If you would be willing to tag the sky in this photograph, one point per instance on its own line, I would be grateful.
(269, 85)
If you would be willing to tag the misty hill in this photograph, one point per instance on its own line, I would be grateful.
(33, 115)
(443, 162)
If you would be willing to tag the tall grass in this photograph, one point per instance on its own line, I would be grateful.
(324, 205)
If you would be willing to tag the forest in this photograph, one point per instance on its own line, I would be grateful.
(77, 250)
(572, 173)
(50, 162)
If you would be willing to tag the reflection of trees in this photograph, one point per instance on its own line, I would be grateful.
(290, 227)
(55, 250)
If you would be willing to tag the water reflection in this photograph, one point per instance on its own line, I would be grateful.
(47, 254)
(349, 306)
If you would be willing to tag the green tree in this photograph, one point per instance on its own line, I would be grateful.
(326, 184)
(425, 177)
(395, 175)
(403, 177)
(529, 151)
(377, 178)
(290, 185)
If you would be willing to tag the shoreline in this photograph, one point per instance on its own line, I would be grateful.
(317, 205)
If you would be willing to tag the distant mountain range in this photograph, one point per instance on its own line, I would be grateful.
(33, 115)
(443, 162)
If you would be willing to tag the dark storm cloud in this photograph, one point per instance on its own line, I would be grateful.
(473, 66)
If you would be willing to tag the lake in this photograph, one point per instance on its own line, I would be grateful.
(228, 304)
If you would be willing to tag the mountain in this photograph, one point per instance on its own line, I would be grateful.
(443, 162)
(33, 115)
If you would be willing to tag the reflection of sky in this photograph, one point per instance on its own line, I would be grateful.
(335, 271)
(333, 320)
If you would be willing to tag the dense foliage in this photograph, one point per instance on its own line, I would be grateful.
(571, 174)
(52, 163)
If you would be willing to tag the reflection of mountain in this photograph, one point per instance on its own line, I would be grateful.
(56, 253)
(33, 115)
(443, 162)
════════════════════
> What needs to be done: Recast all of the records above as a two-column CSV with the header input,output. Each record gets one row, with its wording under input and its answer under output, and each field goes in double quotes with any line breaks replaced by spaces.

> Final answer:
input,output
"If you would be willing to tag the sky in this photograph, one point per instance on its own line, I would be grateful.","(269, 85)"
"If you would be willing to tag the misty hill in this photograph, one point per instance on its own line, I would be grateful.","(33, 115) (443, 162)"
"If you would be willing to tag the tall grass in this photograph, one point per instance on its own line, I would be grateful.","(324, 205)"
"If you would be willing to tag the forest in this photograph, one point per instance on its own line, I would be grateful.","(77, 250) (572, 173) (50, 162)"
"If you would be willing to tag the reflection of trees in this photograph, one point per instance on its own line, I would be grateful.","(290, 227) (55, 250)"
"If you would be willing to tag the water reflection in this photograph, one point per instance on its own line, I would be grateful.","(47, 254) (349, 306)"
"If you would be willing to tag the green tree in this photograph, one point per instance on its own line, I would be grateful.","(326, 184) (425, 177) (395, 175) (403, 177) (529, 151) (377, 178) (290, 185)"
"If you would be willing to tag the shoreline in this photograph, one point per instance on its own line, I would be grateful.","(317, 205)"
"If you would be willing to tag the distant mountain range in this photograph, one point per instance on its own line, I would be grateful.","(33, 115) (443, 162)"
"If you would be willing to tag the dark storm cloud in this photograph, one point per instance on its own line, I would be grateful.","(473, 66)"
"If you would be willing to tag the lake in this photograph, one point per instance on its own line, I would be grateful.","(228, 304)"
"If you would be willing to tag the mountain in this photograph, one point per instance on its own line, I would be grateful.","(443, 162) (33, 115)"
"If you would be willing to tag the reflection of sky in this photograph, one point per instance on its own line, I would be grateful.","(335, 271) (333, 320)"
"If you would be willing to tag the dense foliage in this photograph, one point per instance on its own line, I would be grateful.","(571, 174) (52, 163)"
"If you would be willing to tag the reflection of mountain in this photograph, one point per instance on its own line, I would be grateful.","(56, 253) (33, 115) (443, 162)"